#### [Exercise prompt]
Reproduce all entries precisely as they are written.
START Data for processing
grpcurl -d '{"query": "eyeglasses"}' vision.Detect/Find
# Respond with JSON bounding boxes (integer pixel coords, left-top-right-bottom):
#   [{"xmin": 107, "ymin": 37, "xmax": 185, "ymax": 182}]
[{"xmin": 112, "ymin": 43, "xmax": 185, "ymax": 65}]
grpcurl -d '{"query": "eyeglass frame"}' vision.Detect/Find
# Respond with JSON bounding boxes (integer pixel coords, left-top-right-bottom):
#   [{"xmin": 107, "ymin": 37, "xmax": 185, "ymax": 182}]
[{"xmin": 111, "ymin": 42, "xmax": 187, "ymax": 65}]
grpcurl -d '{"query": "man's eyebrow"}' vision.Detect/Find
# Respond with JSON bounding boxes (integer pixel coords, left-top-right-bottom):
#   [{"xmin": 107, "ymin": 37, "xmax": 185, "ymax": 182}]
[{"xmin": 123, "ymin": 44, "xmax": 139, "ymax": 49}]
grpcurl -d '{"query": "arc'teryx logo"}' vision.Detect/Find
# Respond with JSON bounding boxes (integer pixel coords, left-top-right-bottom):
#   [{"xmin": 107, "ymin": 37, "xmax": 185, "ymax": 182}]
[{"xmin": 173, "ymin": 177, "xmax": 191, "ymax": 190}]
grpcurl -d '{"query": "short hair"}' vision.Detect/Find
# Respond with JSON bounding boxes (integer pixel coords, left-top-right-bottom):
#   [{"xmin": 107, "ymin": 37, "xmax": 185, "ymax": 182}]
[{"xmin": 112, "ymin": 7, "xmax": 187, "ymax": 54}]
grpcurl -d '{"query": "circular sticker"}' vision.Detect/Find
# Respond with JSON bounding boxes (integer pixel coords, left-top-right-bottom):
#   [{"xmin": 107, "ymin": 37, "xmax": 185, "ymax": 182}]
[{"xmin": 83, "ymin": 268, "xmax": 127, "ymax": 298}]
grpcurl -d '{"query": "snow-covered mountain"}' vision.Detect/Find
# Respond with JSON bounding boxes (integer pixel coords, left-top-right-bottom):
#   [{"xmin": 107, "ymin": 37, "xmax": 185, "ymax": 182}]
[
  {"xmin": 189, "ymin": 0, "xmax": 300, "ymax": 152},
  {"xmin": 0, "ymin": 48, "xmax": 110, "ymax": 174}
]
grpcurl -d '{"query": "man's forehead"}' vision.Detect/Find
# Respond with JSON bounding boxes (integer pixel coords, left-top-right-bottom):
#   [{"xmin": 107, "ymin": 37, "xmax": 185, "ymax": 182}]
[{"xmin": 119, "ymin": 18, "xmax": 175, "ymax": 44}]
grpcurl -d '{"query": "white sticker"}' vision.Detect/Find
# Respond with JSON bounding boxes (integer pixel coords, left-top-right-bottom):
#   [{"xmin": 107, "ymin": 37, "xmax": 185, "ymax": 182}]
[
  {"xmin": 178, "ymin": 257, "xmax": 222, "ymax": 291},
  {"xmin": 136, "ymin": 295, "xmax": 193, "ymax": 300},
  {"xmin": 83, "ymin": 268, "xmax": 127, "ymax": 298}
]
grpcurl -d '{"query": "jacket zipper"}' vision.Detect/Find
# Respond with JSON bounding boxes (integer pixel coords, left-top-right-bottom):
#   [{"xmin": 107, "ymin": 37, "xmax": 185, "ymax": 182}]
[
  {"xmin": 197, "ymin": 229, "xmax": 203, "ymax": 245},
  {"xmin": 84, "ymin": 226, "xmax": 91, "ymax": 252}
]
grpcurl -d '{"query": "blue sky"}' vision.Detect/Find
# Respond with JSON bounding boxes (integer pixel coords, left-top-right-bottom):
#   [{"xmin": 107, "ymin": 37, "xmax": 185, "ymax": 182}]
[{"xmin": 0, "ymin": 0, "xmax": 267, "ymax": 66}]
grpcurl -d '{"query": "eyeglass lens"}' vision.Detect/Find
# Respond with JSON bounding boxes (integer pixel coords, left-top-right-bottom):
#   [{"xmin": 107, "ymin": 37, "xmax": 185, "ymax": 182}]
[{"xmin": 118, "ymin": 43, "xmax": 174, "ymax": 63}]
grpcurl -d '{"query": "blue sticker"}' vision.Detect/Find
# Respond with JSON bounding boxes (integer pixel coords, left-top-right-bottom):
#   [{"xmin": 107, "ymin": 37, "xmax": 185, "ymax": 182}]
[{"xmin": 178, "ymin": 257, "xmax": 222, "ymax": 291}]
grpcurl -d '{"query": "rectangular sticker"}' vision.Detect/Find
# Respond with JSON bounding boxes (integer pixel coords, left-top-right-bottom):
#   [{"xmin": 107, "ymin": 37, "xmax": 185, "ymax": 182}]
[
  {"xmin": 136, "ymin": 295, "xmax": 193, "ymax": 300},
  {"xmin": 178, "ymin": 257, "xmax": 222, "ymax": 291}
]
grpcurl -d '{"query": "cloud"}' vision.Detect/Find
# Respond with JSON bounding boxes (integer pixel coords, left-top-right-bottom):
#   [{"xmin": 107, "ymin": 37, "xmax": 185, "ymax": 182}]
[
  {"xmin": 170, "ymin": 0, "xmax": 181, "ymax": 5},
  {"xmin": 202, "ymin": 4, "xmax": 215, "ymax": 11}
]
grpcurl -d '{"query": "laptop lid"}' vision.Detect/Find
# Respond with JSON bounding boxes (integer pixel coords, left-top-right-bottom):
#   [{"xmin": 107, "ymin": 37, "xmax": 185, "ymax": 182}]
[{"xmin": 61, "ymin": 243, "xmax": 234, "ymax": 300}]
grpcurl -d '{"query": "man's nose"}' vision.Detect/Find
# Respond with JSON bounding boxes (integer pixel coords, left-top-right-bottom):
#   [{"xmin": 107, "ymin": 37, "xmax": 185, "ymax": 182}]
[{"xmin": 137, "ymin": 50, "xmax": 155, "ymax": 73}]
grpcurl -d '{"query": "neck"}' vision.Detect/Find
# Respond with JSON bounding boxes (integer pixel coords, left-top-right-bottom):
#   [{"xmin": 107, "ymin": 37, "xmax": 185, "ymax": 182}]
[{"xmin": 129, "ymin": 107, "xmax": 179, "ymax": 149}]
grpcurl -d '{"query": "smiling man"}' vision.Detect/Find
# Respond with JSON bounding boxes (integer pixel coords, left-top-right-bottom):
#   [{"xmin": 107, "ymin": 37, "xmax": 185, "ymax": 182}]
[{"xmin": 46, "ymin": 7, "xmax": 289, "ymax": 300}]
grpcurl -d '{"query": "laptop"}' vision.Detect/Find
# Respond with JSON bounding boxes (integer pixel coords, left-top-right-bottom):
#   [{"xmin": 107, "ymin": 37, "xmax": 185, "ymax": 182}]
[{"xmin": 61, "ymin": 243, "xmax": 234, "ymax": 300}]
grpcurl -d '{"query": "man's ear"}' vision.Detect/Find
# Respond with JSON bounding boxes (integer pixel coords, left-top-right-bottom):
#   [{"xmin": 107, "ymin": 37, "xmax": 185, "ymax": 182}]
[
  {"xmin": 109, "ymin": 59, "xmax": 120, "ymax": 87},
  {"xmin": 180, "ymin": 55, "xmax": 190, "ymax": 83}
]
END Data for processing
#### [Result below]
grpcurl -d '{"query": "eyeglasses"}' vision.Detect/Find
# Respond with JSON bounding boxes (integer pixel coords, left-top-right-bottom):
#   [{"xmin": 107, "ymin": 37, "xmax": 185, "ymax": 182}]
[{"xmin": 112, "ymin": 43, "xmax": 185, "ymax": 65}]
grpcurl -d '{"query": "eyeglass frame"}' vision.Detect/Find
# Respond with JSON bounding boxes (integer pixel coords, left-top-right-bottom):
#   [{"xmin": 107, "ymin": 37, "xmax": 185, "ymax": 182}]
[{"xmin": 111, "ymin": 42, "xmax": 187, "ymax": 65}]
grpcurl -d '{"query": "man's eyebrow"}' vision.Detect/Find
# Respond with JSON bounding boxes (integer pixel coords, left-top-right-bottom):
#   [{"xmin": 107, "ymin": 37, "xmax": 185, "ymax": 182}]
[{"xmin": 123, "ymin": 44, "xmax": 139, "ymax": 49}]
grpcurl -d '{"query": "arc'teryx logo"}' vision.Detect/Find
# Respond with JSON bounding boxes (integer pixel coords, left-top-right-bottom):
#   [{"xmin": 107, "ymin": 37, "xmax": 185, "ymax": 182}]
[{"xmin": 173, "ymin": 177, "xmax": 191, "ymax": 190}]
grpcurl -d '{"query": "short hair"}' vision.Detect/Find
# Respond with JSON bounding boxes (integer pixel coords, left-top-right-bottom):
#   [{"xmin": 107, "ymin": 37, "xmax": 185, "ymax": 182}]
[{"xmin": 112, "ymin": 7, "xmax": 187, "ymax": 54}]
grpcurl -d '{"query": "circular sticker"}' vision.Detect/Find
# Respond with JSON bounding boxes (integer pixel coords, left-top-right-bottom):
#   [{"xmin": 107, "ymin": 37, "xmax": 185, "ymax": 182}]
[{"xmin": 83, "ymin": 268, "xmax": 127, "ymax": 298}]
grpcurl -d '{"query": "snow-covered mountain"}' vision.Detect/Find
# Respond with JSON bounding boxes (integer pixel coords, left-top-right-bottom):
#   [{"xmin": 107, "ymin": 37, "xmax": 185, "ymax": 182}]
[
  {"xmin": 189, "ymin": 0, "xmax": 300, "ymax": 152},
  {"xmin": 0, "ymin": 48, "xmax": 110, "ymax": 174}
]
grpcurl -d '{"query": "man's forehead"}' vision.Detect/Find
# Respond with JSON bounding boxes (integer pixel coords, left-top-right-bottom):
#   [{"xmin": 107, "ymin": 37, "xmax": 185, "ymax": 182}]
[{"xmin": 119, "ymin": 18, "xmax": 175, "ymax": 44}]
grpcurl -d '{"query": "white sticker"}' vision.Detect/Find
# Respond with JSON bounding boxes (integer pixel coords, left-top-right-bottom):
#   [{"xmin": 107, "ymin": 37, "xmax": 185, "ymax": 182}]
[
  {"xmin": 178, "ymin": 257, "xmax": 222, "ymax": 291},
  {"xmin": 136, "ymin": 295, "xmax": 193, "ymax": 300},
  {"xmin": 83, "ymin": 268, "xmax": 127, "ymax": 298}
]
grpcurl -d '{"query": "jacket zipper"}' vision.Detect/Find
# Respond with JSON bounding boxes (integer pixel coords, left-top-right-bottom):
#   [{"xmin": 107, "ymin": 37, "xmax": 185, "ymax": 182}]
[
  {"xmin": 197, "ymin": 229, "xmax": 203, "ymax": 245},
  {"xmin": 84, "ymin": 226, "xmax": 91, "ymax": 252}
]
grpcurl -d '{"query": "blue sky"}' vision.Detect/Find
# Respond with JSON bounding boxes (integer pixel coords, left-top-right-bottom):
#   [{"xmin": 107, "ymin": 37, "xmax": 185, "ymax": 182}]
[{"xmin": 0, "ymin": 0, "xmax": 267, "ymax": 66}]
grpcurl -d '{"query": "eyeglass lens"}' vision.Detect/Find
# Respond with JSON bounding boxes (integer pixel coords, left-top-right-bottom):
#   [{"xmin": 107, "ymin": 37, "xmax": 185, "ymax": 182}]
[{"xmin": 118, "ymin": 43, "xmax": 174, "ymax": 63}]
grpcurl -d '{"query": "blue sticker"}' vision.Detect/Find
# Respond with JSON bounding boxes (integer pixel coords, left-top-right-bottom):
#   [{"xmin": 107, "ymin": 37, "xmax": 185, "ymax": 182}]
[{"xmin": 178, "ymin": 257, "xmax": 222, "ymax": 291}]
grpcurl -d '{"query": "rectangular sticker"}' vision.Detect/Find
# Respond with JSON bounding boxes (integer pixel coords, left-top-right-bottom):
#   [{"xmin": 107, "ymin": 37, "xmax": 185, "ymax": 182}]
[
  {"xmin": 136, "ymin": 295, "xmax": 193, "ymax": 300},
  {"xmin": 178, "ymin": 257, "xmax": 222, "ymax": 291}
]
grpcurl -d '{"query": "cloud"}' vision.Detect/Find
# Respond with JSON bounding boxes (integer pixel coords, left-top-right-bottom):
#   [{"xmin": 107, "ymin": 37, "xmax": 185, "ymax": 182}]
[
  {"xmin": 170, "ymin": 0, "xmax": 181, "ymax": 5},
  {"xmin": 202, "ymin": 4, "xmax": 215, "ymax": 11}
]
grpcurl -d '{"query": "laptop lid"}' vision.Detect/Find
# Respond with JSON bounding boxes (integer pixel coords, left-top-right-bottom):
#   [{"xmin": 107, "ymin": 37, "xmax": 185, "ymax": 182}]
[{"xmin": 61, "ymin": 243, "xmax": 234, "ymax": 300}]
grpcurl -d '{"query": "man's nose"}' vision.Detect/Find
# Respond with JSON bounding boxes (integer pixel coords, left-top-right-bottom):
#   [{"xmin": 107, "ymin": 37, "xmax": 185, "ymax": 182}]
[{"xmin": 137, "ymin": 50, "xmax": 155, "ymax": 73}]
grpcurl -d '{"query": "neck"}' vision.Detect/Find
# Respond with JSON bounding boxes (integer pixel coords, left-top-right-bottom):
#   [{"xmin": 107, "ymin": 37, "xmax": 185, "ymax": 182}]
[{"xmin": 129, "ymin": 107, "xmax": 179, "ymax": 149}]
grpcurl -d '{"query": "smiling man"}' vision.Detect/Find
# Respond with JSON bounding boxes (integer pixel coords, left-top-right-bottom):
#   [{"xmin": 107, "ymin": 37, "xmax": 185, "ymax": 182}]
[{"xmin": 46, "ymin": 7, "xmax": 289, "ymax": 300}]
grpcurl -d '{"query": "laptop"}' vision.Detect/Find
# Respond with JSON bounding boxes (integer pixel coords, left-top-right-bottom):
#   [{"xmin": 107, "ymin": 37, "xmax": 185, "ymax": 182}]
[{"xmin": 61, "ymin": 243, "xmax": 234, "ymax": 300}]
grpcurl -d '{"query": "man's ear"}' vision.Detect/Find
# Respond with JSON bounding boxes (integer pixel coords, left-top-right-bottom):
#   [{"xmin": 107, "ymin": 37, "xmax": 185, "ymax": 182}]
[
  {"xmin": 109, "ymin": 59, "xmax": 120, "ymax": 87},
  {"xmin": 180, "ymin": 55, "xmax": 190, "ymax": 83}
]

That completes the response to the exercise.